REQUIRED TASK →
Exactly as written, please set down all of the entries again, with no pictures.

-------

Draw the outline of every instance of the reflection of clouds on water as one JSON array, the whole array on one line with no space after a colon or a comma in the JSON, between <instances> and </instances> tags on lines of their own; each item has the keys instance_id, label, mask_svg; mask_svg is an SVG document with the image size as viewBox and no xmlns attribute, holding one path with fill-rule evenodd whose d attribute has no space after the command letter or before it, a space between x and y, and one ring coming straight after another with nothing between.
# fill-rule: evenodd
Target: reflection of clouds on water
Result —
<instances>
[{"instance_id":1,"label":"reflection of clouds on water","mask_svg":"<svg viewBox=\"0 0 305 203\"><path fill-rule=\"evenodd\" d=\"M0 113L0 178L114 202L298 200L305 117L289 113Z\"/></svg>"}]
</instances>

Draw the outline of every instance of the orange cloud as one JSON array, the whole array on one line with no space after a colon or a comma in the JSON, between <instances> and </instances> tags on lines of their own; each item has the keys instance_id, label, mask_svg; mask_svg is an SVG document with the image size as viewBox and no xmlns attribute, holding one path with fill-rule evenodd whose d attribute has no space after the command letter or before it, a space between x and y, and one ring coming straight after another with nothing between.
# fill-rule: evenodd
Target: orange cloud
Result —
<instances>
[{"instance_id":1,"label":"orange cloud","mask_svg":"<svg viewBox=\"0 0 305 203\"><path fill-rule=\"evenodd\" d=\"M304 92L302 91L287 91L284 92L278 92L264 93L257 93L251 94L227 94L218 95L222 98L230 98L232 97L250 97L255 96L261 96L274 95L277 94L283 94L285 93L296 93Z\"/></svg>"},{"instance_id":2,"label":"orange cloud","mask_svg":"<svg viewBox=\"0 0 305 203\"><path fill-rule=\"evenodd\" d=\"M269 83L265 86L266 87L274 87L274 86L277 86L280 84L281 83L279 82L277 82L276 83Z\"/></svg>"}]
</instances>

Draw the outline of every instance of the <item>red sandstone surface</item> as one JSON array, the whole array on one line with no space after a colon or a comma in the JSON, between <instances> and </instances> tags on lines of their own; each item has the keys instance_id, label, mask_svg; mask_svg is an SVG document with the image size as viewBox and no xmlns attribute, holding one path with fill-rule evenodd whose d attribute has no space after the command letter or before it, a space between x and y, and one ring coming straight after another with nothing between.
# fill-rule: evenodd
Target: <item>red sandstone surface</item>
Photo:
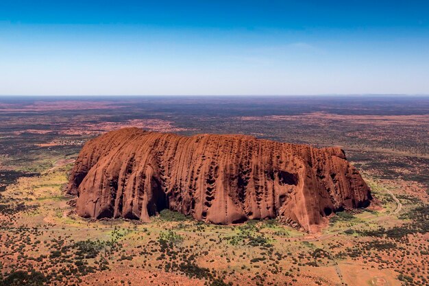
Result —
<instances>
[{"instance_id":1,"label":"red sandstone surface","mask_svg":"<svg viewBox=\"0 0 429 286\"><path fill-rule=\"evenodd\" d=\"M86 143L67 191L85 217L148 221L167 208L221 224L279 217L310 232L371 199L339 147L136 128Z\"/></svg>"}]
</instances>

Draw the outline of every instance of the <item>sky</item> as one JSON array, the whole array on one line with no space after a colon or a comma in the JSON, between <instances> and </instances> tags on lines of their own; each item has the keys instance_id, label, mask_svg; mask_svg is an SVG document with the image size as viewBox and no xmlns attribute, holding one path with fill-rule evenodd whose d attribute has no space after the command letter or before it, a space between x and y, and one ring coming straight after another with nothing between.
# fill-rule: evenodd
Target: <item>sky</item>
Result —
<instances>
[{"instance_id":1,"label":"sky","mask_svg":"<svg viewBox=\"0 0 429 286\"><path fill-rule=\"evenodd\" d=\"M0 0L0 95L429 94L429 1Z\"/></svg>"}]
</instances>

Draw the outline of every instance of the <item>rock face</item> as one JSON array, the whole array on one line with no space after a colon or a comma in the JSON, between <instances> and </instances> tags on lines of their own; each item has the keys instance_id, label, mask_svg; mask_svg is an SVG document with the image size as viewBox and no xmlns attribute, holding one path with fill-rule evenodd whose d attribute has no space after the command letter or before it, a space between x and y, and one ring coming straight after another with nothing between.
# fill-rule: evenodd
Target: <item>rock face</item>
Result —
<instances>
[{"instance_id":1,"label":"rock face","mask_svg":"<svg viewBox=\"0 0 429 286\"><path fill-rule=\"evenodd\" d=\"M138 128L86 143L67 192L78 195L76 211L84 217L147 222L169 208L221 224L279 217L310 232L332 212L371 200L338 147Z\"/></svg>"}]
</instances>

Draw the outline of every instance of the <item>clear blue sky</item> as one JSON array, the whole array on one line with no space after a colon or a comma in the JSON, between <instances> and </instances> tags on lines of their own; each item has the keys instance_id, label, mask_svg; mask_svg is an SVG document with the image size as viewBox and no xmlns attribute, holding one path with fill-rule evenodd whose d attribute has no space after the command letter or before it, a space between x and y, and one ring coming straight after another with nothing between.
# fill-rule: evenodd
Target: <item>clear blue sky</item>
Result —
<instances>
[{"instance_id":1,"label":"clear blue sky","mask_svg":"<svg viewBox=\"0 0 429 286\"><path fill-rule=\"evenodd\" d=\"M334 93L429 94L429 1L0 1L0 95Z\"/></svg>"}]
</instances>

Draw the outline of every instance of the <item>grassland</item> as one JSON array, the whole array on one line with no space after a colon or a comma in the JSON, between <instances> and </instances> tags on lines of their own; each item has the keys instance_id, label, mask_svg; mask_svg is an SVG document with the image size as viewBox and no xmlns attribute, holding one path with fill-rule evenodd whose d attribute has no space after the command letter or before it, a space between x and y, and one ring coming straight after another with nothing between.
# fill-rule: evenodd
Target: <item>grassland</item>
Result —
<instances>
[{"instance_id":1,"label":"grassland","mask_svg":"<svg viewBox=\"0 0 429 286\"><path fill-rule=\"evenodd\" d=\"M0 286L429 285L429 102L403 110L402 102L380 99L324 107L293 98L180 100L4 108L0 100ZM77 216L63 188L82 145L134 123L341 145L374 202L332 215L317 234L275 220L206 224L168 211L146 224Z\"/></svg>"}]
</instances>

-------

FINAL ANSWER →
Draw the outline of every instance of the reflection of clouds on water as one JSON array, the whole array on one line with no space after a colon or a comma in the JSON, between <instances> and </instances> tags on lines of their own; each item has the keys instance_id, label, mask_svg; mask_svg is an SVG document with the image size as viewBox and no xmlns attribute, holding one path with fill-rule evenodd whose d attribute has no space after the command letter or before it, a space between x and y, and one ring coming straight after another with nothing between.
# fill-rule: evenodd
Target: reflection of clouds on water
Result —
<instances>
[{"instance_id":1,"label":"reflection of clouds on water","mask_svg":"<svg viewBox=\"0 0 305 203\"><path fill-rule=\"evenodd\" d=\"M0 113L0 178L114 202L298 200L305 117L289 113Z\"/></svg>"}]
</instances>

Draw the outline of every instance of the orange cloud as one JSON array, the whole array on one line with no space after a colon or a comma in the JSON, between <instances> and </instances> tags on lines of their own; each item has the keys instance_id, label, mask_svg; mask_svg is an SVG document with the image size as viewBox and no xmlns attribute, holding one path with fill-rule evenodd whose d attribute has no space after the command letter or before it, a space between x and y, and one ring coming straight after another with nothing between.
# fill-rule: evenodd
Target: orange cloud
Result —
<instances>
[{"instance_id":1,"label":"orange cloud","mask_svg":"<svg viewBox=\"0 0 305 203\"><path fill-rule=\"evenodd\" d=\"M304 92L302 91L287 91L284 92L278 92L264 93L257 93L251 94L227 94L218 95L222 98L230 98L232 97L250 97L255 96L261 96L274 95L277 94L283 94L285 93L296 93Z\"/></svg>"},{"instance_id":2,"label":"orange cloud","mask_svg":"<svg viewBox=\"0 0 305 203\"><path fill-rule=\"evenodd\" d=\"M269 83L265 86L266 87L274 87L274 86L277 86L280 84L281 83L279 82L277 82L276 83Z\"/></svg>"}]
</instances>

Draw the outline of every instance of the <item>red sandstone surface</item> as one JSON array, the whole array on one line with no space after a colon or a comma in the JSON, between <instances> and </instances> tags on lines of their own; each item has the keys instance_id, label, mask_svg; mask_svg is an SVG document with the image size as viewBox and no xmlns attribute, holding one path with fill-rule evenodd whose d attribute has no space after the command letter or before it, a space between x and y, and one ring coming straight after another with nothing between.
# fill-rule: evenodd
Target: <item>red sandstone surface</item>
Photo:
Result —
<instances>
[{"instance_id":1,"label":"red sandstone surface","mask_svg":"<svg viewBox=\"0 0 429 286\"><path fill-rule=\"evenodd\" d=\"M86 143L67 191L85 217L148 221L167 208L221 224L279 217L310 232L371 199L339 147L136 128Z\"/></svg>"}]
</instances>

Draw the outline of every instance of the <item>sky</item> as one JSON array, the whole array on one line with no space after a colon or a comma in the JSON, between <instances> and </instances> tags on lines of their own; each item has the keys instance_id, label, mask_svg; mask_svg is an SVG document with the image size as viewBox and no xmlns attribute, holding one path with fill-rule evenodd whose d attribute has no space after the command letter or before it, a space between x and y, and one ring coming straight after another with nothing between.
# fill-rule: evenodd
Target: <item>sky</item>
Result —
<instances>
[{"instance_id":1,"label":"sky","mask_svg":"<svg viewBox=\"0 0 429 286\"><path fill-rule=\"evenodd\" d=\"M0 0L0 95L429 94L429 1Z\"/></svg>"}]
</instances>

Draw the outline of every instance of the <item>rock face</item> as one JSON array, the whole array on one line with no space after a colon or a comma in the JSON, between <instances> and </instances> tags on lines of their own; each item has the keys instance_id, label, mask_svg; mask_svg is an SVG document with the image size as viewBox and no xmlns attribute, holding one path with fill-rule evenodd whose d attribute has no space after the command letter or before it, a space between x and y, and one ring coming straight after another with nothing between.
# fill-rule: evenodd
Target: <item>rock face</item>
Result —
<instances>
[{"instance_id":1,"label":"rock face","mask_svg":"<svg viewBox=\"0 0 429 286\"><path fill-rule=\"evenodd\" d=\"M138 128L86 143L67 192L78 195L76 211L84 217L147 222L169 208L221 224L279 217L310 232L332 212L371 200L338 147Z\"/></svg>"}]
</instances>

Draw the outline of every instance of the <item>clear blue sky</item> as one JSON array, the whole array on one line with no space after a colon or a comma in the JSON, between <instances> and </instances> tags on lines of their own; each item has the keys instance_id, label, mask_svg; mask_svg is an SVG document with the image size as viewBox and no xmlns attribute, holding one path with fill-rule evenodd whose d attribute has no space after the command letter or before it, a space between x and y, and one ring coming straight after another with nothing between.
# fill-rule: evenodd
Target: <item>clear blue sky</item>
Result —
<instances>
[{"instance_id":1,"label":"clear blue sky","mask_svg":"<svg viewBox=\"0 0 429 286\"><path fill-rule=\"evenodd\" d=\"M334 93L429 94L429 1L0 1L0 95Z\"/></svg>"}]
</instances>

Draw the outline of every instance of the <item>grassland</item> as one JSON array, the whole array on one line with no space after a colon or a comma in the JSON, between <instances> and </instances> tags on lines of their own; each item has the keys instance_id, label, mask_svg; mask_svg is an SVG document with the image size as viewBox and no xmlns attribute, holding one path with fill-rule evenodd whose d attribute has no space after the command letter or before it, a space between x and y, and one ring coming straight after another with nothing between.
# fill-rule: evenodd
Target: <item>grassland</item>
Result —
<instances>
[{"instance_id":1,"label":"grassland","mask_svg":"<svg viewBox=\"0 0 429 286\"><path fill-rule=\"evenodd\" d=\"M0 286L429 285L429 102L403 110L402 102L380 99L324 107L293 98L180 100L4 108L0 100ZM77 216L63 188L82 145L134 123L341 145L374 202L332 215L317 234L275 220L206 224L168 211L146 224Z\"/></svg>"}]
</instances>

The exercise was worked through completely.